[HN Gopher] Faster interpreters in Go: Catching up with C++
___________________________________________________________________
Faster interpreters in Go: Catching up with C++
Author : ksec
Score : 227 points
Date : 2025-04-05 17:59 UTC (1 days ago)
(HTM) web link (planetscale.com)
(TXT) w3m dump (planetscale.com)
| hinkley wrote:
| Compiling queries is one of those things that is both Make it
| Right and Make it Fast.
|
| Because bind variables and Prepared Statements go hand in hand,
| you want to do everything you can to coax your users into doing
| the right thing. If each unique query has to be compiled before
| first use, that's an extra inducement to using prepared
| statements properly.
| rockwotj wrote:
| The resulting VM implementation reminds me of this post from
| cloudflare where they similarly use closures to build their
| interpreter.
|
| https://blog.cloudflare.com/building-fast-interpreters-in-ru...

----

▶ TASK LIST:
(1) In the thread on faster Go interpreters, what does hinkley say the need to compile each unique query before first use encourages?
(2) Pick up the thread on faster Go interpreters where it stops, adding the next comment.
The items that come next aren't needed.

▶ GIVEN ENTRIES:

----

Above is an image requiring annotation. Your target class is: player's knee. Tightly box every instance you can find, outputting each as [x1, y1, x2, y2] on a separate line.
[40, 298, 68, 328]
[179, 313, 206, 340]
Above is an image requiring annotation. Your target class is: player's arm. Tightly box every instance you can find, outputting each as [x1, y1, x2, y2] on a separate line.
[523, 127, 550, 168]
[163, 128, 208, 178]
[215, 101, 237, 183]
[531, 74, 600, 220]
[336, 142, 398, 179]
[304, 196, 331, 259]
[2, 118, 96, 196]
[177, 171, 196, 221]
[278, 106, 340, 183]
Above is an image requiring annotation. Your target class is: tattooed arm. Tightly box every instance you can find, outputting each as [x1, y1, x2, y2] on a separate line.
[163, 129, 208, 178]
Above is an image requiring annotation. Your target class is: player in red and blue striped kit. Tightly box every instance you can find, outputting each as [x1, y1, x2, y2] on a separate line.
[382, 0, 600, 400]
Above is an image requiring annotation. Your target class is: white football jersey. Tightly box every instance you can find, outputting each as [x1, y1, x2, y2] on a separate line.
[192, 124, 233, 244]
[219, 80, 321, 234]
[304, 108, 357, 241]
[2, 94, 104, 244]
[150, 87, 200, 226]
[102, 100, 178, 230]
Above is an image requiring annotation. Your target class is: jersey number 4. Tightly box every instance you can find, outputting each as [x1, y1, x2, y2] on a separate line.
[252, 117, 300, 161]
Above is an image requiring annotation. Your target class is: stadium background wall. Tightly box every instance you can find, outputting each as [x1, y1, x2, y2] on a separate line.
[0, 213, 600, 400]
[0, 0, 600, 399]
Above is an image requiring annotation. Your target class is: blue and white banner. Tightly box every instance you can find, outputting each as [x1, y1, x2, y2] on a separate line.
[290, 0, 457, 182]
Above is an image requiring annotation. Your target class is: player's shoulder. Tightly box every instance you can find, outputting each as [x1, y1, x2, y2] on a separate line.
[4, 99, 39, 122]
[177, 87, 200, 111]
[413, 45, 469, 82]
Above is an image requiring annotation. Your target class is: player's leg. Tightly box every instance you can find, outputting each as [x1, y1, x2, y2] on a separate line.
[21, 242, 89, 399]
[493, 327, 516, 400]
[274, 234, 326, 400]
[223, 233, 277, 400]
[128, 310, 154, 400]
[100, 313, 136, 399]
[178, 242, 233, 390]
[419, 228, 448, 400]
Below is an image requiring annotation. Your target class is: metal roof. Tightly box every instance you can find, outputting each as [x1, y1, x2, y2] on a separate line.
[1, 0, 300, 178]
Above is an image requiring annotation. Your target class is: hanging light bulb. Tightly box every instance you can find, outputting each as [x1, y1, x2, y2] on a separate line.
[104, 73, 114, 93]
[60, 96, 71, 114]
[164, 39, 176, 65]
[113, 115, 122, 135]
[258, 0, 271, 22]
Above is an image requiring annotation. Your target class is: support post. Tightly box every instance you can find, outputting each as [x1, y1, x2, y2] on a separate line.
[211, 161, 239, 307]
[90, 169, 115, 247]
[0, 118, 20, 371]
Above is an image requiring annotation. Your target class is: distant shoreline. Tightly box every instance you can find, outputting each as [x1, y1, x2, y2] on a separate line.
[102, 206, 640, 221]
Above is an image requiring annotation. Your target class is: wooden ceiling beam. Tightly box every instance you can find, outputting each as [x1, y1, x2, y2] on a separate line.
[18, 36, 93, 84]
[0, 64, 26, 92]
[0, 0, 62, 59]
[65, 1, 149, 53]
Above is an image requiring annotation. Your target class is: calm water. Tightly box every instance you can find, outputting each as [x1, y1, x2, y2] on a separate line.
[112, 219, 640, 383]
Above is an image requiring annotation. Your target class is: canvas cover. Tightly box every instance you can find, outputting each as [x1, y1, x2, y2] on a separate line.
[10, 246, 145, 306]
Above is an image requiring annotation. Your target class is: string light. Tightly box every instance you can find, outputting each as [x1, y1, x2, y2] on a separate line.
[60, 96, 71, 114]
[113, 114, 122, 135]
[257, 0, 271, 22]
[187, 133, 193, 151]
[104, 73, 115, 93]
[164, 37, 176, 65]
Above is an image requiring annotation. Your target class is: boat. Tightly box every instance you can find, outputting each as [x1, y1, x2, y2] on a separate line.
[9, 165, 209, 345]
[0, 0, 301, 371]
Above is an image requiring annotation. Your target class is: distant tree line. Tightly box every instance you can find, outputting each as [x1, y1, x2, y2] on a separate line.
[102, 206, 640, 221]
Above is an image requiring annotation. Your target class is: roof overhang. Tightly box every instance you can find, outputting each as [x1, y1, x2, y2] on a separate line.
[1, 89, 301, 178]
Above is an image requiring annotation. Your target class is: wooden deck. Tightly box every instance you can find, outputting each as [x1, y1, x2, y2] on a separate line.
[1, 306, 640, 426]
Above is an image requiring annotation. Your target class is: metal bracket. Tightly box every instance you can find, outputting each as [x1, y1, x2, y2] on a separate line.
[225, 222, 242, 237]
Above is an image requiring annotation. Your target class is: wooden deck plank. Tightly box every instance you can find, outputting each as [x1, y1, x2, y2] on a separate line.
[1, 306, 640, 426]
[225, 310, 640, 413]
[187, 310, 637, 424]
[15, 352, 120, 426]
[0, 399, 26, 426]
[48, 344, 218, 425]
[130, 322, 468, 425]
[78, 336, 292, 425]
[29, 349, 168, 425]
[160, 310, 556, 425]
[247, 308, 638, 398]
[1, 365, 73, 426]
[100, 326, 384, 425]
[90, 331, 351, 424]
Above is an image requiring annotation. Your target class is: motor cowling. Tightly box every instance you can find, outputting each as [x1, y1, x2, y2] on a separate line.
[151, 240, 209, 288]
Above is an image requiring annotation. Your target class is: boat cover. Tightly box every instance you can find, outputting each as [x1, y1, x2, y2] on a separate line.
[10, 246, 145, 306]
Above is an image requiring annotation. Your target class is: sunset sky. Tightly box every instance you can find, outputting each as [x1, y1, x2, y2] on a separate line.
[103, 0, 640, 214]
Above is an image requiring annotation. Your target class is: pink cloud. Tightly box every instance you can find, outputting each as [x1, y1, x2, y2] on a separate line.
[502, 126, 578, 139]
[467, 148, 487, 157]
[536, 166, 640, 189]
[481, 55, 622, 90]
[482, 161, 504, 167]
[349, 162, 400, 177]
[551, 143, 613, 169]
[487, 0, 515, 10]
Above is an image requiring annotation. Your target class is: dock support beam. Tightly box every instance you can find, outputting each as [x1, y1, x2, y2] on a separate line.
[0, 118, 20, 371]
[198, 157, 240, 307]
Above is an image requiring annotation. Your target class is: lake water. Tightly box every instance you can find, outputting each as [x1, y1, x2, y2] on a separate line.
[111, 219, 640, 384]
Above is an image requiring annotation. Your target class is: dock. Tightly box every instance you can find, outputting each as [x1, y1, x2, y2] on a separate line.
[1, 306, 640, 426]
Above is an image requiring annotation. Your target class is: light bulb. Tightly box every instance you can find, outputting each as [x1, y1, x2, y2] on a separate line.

----

▶ ANSWERS GIVEN:
(1) Using prepared statements properly.

(2)
| cosmos0072 wrote:
| Compiling an expression to a tree of closures, and a list of
| statements to a slice of closures, is exactly how I optimized
| [gomacro](https://github.com/cosmos72/gomacro) my Go interpreter
| written in go.
|
| There are more tricks available there, as for example unrolling
| the loop that calls the list of closures, and having a `nop`
| closure that is executed when there's nothing to run but
| execution is not yet at the end of the the unrolled loop.
| ALLTaken wrote:
| Impressive! I would love to learn howto implement that in
| Julia. Could you help me understand how you did that?
|
| I'd love to see, if it's possible to create a libc-free,
| dependency-free executable without Nim (https://nim-lang.org/).
| cosmos0072 wrote:
| The core idea is simple: do a type analysis on each
| expression you want to "compile" to a closure, and
| instantiate the correct closure for each type combination.
|
| Here is a pseudocode example, adapted from gomacro sources:
|
| https://gist.github.com/cosmos72/f971c172e71d08030f92a1fc5fa.
| ..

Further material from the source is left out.